*Stated goal*.
Can you rewrite the lines below with "arched entrance" swapped for "arched doorway" throughout, leaving everything else unchanged?

*Records to process*.
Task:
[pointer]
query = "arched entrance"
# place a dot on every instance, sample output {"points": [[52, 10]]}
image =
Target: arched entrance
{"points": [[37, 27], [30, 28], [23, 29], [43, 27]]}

*Complete output*.
Task:
[pointer]
query = "arched doorway"
# place a dot on every instance, sample output {"points": [[52, 10]]}
image =
Target: arched doorway
{"points": [[37, 27], [30, 28], [23, 29], [43, 27]]}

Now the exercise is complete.